__PROBLEM DESCRIPTION__. Starting at the line with "of the banner", transcribe each line through the final one, both included, and add nothing.

__RECORDS TO PROCESS__.

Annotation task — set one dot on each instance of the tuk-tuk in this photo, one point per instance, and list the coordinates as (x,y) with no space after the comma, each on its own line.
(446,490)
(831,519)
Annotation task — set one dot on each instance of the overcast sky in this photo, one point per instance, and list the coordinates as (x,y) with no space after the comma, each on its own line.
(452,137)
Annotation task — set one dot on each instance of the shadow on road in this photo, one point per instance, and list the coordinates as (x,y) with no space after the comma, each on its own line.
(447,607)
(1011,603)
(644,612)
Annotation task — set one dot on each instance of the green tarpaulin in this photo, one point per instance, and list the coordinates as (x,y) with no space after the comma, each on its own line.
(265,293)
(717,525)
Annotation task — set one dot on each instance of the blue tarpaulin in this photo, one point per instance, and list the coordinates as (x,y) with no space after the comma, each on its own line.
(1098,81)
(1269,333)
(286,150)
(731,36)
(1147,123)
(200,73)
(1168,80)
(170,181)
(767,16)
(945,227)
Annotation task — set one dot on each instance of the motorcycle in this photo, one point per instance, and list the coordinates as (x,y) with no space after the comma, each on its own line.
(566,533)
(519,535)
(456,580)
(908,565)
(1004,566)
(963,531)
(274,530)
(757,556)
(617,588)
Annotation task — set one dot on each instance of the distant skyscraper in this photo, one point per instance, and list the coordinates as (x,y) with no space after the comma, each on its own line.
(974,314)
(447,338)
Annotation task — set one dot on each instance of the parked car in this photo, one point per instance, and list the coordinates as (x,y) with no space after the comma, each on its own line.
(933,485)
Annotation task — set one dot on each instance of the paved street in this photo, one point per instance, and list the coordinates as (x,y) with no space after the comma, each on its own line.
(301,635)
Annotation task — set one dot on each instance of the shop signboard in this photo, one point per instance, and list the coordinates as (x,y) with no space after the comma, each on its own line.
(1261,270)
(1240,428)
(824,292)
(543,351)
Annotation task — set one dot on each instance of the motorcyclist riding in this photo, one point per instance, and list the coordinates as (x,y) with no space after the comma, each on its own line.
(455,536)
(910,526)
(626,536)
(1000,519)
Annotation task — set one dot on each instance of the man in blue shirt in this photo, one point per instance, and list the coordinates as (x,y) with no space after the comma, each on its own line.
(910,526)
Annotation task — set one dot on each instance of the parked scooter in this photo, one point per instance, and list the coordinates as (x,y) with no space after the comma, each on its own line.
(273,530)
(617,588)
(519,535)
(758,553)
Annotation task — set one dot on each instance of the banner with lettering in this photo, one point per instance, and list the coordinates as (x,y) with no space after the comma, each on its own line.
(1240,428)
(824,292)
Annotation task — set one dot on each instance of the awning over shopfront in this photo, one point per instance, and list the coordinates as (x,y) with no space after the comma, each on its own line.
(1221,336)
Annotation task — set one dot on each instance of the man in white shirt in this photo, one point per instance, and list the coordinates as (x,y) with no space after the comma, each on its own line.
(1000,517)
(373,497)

__THE COMPLETED TASK__.
Annotation task — set one dot on each instance of the banner with lettering in this photo, one point per instance, and list the coordinates as (x,y) with no space after the comma, each on its own line.
(1240,428)
(824,292)
Annotation task — set one dot on each instance of the awning over shopfront in this photo, one point per instance, and list the coordinates as (x,y) with no space after the comma, each on its own line.
(1221,336)
Annotation task — set one dot on each instance of the man in white shirt in this photo, one point per instance, and list the coordinates as (x,y) with no space after the comma, each on its own line.
(1000,517)
(373,497)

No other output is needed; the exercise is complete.